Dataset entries
▬▬▬▬▬▬▬▬▬▬

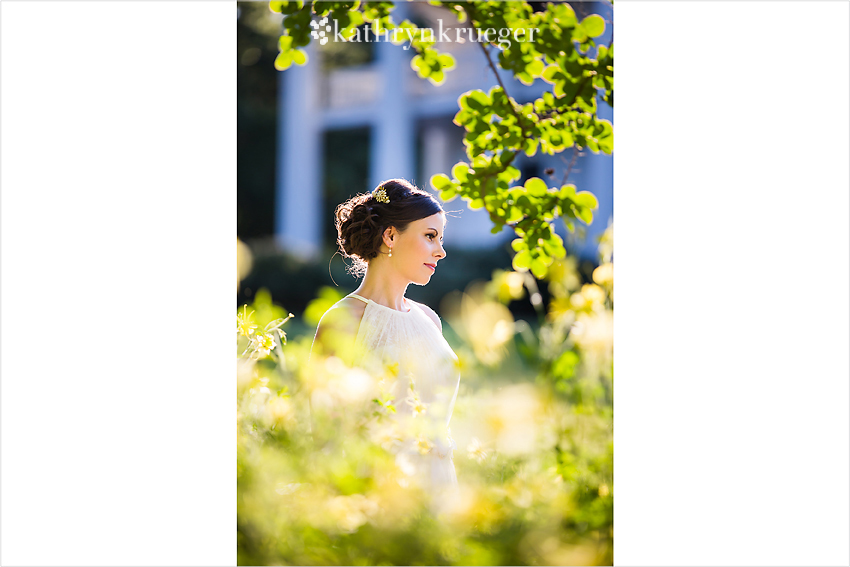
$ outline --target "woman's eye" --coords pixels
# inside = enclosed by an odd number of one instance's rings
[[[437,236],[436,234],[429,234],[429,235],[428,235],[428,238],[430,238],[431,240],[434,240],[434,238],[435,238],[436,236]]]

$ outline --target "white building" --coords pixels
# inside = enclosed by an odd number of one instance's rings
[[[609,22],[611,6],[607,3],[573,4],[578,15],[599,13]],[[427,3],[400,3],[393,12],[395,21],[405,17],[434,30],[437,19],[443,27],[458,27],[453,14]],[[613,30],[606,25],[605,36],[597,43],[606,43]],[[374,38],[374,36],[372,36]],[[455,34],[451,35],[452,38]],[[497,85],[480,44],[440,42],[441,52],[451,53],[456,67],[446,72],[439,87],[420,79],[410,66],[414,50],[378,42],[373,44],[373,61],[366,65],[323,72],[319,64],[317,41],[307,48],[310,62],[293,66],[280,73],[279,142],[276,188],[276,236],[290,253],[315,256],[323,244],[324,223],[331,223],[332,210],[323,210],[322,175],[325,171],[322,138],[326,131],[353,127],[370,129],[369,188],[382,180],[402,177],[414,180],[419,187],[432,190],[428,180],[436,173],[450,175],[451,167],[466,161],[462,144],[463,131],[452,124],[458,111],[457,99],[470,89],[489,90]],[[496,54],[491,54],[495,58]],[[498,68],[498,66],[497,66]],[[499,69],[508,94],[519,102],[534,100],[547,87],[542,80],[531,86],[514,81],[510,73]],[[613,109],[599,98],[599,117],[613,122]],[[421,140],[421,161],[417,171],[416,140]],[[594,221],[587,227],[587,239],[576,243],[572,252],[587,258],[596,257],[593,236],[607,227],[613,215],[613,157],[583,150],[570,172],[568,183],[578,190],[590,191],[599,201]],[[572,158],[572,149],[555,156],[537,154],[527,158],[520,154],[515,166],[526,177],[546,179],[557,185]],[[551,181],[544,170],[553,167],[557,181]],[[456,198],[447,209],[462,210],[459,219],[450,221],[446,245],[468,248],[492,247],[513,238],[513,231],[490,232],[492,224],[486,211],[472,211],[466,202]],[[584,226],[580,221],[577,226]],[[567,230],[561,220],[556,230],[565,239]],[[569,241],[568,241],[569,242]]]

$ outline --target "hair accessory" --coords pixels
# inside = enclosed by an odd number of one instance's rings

▬▬▬▬▬▬▬▬▬▬

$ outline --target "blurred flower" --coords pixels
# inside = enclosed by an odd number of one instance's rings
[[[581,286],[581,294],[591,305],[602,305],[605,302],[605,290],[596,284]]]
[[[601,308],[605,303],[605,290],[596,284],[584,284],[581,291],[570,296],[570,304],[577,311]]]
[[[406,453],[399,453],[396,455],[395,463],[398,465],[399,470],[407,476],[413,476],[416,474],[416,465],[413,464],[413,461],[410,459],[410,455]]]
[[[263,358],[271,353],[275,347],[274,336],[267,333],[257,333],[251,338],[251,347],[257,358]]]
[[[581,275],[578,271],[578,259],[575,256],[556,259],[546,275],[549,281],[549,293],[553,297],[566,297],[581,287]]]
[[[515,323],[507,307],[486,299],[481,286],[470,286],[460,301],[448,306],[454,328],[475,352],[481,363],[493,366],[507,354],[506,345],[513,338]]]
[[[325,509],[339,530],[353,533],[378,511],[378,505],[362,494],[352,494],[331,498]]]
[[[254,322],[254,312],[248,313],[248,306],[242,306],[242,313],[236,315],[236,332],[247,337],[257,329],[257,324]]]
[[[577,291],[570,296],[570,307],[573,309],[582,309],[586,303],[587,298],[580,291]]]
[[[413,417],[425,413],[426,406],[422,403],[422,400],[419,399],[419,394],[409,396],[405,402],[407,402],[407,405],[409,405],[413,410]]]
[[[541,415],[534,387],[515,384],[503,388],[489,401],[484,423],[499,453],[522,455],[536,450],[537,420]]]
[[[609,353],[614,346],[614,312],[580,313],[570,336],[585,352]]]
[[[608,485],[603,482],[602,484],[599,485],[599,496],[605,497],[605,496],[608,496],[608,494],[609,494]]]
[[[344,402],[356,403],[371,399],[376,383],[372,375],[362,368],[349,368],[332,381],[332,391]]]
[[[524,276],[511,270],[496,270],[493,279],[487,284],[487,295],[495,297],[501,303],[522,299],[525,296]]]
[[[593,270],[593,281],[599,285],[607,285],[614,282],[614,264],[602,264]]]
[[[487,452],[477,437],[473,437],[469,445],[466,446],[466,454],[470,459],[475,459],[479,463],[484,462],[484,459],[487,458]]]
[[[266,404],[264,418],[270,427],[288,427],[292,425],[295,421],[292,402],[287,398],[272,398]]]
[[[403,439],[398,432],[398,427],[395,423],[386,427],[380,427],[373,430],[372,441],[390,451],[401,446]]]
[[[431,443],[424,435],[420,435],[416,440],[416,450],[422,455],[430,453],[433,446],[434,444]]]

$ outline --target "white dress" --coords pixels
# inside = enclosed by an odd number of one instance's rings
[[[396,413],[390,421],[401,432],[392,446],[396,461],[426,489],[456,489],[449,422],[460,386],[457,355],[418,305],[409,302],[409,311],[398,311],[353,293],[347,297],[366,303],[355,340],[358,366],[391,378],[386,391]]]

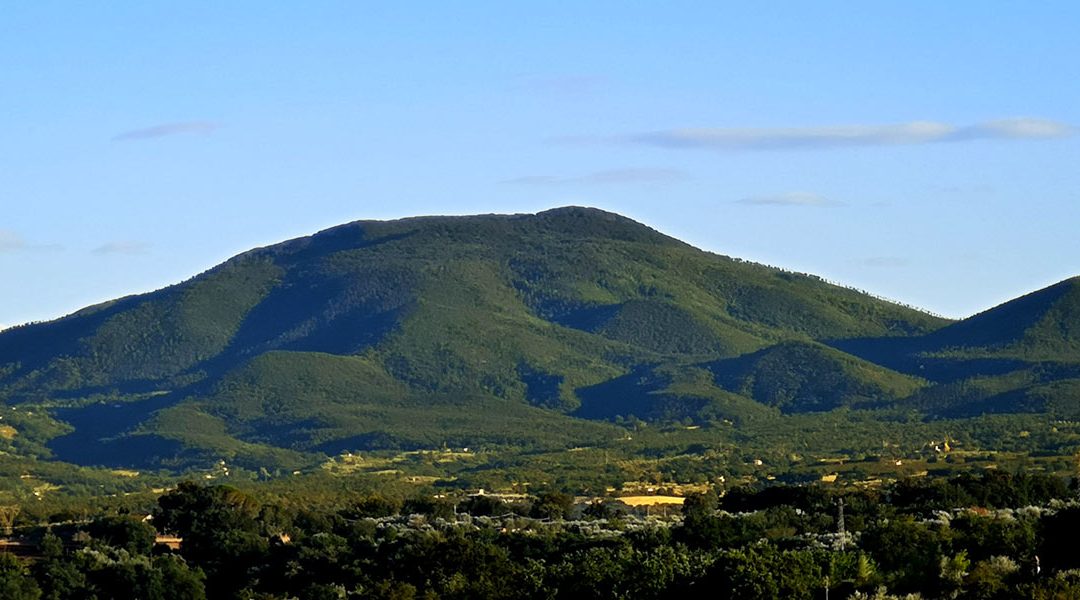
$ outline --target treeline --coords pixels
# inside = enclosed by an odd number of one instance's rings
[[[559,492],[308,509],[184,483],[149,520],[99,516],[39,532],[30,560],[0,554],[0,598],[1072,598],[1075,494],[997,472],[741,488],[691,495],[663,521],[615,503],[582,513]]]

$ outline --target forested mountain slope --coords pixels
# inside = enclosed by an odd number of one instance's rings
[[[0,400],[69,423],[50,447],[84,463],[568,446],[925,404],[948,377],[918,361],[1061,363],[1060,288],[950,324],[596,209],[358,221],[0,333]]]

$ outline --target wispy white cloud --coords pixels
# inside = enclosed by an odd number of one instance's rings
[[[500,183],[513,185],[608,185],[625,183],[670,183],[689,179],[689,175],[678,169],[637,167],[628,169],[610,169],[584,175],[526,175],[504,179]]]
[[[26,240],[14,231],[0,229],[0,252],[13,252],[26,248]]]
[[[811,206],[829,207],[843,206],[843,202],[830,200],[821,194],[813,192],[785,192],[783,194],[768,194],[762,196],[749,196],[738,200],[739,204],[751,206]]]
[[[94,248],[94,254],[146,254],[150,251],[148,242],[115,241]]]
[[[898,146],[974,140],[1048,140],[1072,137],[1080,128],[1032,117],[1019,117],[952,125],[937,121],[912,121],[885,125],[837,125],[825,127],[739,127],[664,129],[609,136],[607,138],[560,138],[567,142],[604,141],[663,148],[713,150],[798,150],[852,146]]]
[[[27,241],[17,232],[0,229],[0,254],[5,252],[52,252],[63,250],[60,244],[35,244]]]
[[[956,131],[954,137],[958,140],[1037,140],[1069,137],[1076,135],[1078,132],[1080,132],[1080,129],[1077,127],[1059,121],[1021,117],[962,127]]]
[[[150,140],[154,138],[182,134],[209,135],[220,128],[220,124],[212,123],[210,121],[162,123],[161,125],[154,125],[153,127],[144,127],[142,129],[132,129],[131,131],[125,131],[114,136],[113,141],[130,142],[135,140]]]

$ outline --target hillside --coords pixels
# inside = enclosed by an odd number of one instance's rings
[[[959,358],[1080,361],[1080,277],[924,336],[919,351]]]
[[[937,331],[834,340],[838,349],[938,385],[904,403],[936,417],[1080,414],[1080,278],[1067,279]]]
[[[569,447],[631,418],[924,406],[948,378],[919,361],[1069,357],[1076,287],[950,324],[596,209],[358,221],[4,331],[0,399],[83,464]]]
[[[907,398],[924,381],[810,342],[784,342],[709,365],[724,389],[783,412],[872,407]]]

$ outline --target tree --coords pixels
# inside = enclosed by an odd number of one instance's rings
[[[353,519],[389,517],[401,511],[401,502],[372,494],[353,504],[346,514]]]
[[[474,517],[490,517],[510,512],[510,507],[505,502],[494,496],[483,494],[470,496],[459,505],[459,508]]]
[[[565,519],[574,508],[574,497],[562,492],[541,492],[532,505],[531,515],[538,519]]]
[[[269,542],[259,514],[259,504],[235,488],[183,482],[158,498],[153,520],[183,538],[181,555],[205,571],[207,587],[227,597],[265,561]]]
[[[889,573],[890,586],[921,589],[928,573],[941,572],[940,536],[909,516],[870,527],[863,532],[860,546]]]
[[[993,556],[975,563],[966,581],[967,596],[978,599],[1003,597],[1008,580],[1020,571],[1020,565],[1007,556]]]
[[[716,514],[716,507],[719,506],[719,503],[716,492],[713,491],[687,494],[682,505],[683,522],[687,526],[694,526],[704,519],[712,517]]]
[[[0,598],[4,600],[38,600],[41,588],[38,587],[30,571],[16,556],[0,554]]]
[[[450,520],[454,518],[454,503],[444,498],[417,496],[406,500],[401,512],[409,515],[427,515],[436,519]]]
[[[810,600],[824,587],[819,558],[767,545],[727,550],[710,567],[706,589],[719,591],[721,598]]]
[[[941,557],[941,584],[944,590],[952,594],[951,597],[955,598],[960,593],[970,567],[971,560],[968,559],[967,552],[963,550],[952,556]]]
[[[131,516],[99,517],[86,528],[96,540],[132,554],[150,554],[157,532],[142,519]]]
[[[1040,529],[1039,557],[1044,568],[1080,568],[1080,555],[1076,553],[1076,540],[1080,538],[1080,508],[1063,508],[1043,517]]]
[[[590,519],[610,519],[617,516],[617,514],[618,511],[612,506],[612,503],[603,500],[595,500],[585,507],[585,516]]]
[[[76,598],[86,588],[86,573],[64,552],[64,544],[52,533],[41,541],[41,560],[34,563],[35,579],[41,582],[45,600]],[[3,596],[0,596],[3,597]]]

▬▬▬▬▬▬▬▬▬▬

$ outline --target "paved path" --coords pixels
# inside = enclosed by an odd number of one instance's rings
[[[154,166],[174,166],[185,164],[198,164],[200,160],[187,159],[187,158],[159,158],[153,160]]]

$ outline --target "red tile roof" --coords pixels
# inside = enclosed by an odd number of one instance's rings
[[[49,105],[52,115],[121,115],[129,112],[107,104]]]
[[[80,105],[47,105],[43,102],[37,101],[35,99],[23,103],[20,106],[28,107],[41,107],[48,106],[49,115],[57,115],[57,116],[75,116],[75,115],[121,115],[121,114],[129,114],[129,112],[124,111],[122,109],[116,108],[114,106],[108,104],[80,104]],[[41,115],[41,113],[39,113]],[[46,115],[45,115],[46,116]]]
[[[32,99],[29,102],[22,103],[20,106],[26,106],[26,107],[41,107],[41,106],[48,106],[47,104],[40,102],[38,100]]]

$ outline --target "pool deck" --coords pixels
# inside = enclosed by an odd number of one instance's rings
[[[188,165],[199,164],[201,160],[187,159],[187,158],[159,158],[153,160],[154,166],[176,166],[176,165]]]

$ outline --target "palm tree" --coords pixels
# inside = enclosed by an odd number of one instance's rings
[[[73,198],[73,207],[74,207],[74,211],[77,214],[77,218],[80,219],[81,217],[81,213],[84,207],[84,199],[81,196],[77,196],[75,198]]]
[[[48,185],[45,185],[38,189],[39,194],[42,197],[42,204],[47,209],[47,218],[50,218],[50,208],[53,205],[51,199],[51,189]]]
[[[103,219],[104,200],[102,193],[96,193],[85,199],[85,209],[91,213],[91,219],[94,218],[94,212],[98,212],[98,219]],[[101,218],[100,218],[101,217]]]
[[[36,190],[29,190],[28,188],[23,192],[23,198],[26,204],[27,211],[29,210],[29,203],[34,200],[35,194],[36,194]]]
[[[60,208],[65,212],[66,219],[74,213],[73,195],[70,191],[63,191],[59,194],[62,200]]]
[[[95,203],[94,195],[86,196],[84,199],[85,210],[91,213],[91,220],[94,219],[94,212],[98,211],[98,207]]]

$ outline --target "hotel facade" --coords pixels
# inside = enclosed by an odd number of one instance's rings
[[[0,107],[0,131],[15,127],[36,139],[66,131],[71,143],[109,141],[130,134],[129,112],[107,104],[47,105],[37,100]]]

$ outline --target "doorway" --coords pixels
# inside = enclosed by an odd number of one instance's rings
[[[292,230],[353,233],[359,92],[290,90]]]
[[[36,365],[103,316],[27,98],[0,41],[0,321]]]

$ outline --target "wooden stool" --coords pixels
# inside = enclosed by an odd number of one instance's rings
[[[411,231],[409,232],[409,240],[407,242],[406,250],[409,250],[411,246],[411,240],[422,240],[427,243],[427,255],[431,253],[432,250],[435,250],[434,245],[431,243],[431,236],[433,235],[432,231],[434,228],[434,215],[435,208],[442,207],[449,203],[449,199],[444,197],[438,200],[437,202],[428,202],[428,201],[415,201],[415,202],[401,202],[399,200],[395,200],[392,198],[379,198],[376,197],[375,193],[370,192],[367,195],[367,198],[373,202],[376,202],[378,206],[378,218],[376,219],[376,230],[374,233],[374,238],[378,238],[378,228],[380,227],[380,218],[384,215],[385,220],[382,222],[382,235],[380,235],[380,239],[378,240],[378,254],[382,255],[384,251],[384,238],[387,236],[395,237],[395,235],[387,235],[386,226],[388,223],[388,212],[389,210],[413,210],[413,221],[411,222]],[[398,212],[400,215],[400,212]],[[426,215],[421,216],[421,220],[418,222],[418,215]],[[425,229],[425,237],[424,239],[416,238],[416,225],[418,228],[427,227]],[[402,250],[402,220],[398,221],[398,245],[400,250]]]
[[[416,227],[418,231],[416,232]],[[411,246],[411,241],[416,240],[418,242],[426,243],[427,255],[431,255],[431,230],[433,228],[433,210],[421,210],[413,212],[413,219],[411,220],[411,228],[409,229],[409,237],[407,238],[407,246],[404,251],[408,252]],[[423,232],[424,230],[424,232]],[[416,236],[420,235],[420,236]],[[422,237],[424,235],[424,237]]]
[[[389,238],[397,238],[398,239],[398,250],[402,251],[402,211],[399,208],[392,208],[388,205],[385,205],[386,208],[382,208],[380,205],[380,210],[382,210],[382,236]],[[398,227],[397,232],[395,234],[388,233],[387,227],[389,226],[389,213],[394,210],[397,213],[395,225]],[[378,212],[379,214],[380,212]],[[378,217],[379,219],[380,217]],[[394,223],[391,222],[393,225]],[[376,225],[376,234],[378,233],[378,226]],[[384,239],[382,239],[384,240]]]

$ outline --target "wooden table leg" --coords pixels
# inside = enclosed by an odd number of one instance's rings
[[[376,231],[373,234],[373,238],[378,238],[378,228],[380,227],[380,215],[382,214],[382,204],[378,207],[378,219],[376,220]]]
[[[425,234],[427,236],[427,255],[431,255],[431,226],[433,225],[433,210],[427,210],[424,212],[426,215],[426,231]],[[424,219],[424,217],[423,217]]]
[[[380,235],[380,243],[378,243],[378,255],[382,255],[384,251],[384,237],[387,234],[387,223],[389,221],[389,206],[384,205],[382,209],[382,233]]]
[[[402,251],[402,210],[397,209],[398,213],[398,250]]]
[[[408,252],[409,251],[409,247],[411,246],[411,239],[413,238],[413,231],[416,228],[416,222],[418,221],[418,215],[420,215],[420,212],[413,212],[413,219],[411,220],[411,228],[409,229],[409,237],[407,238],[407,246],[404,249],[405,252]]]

▬▬▬▬▬▬▬▬▬▬

- [EXERCISE GOAL]:
If a line in the entries contains the word "wooden", copy that line out.

- [SOLUTION TO THIS TASK]:
$ outline --target "wooden stool" --coords pixels
$ outline --target "wooden table leg" --coords pixels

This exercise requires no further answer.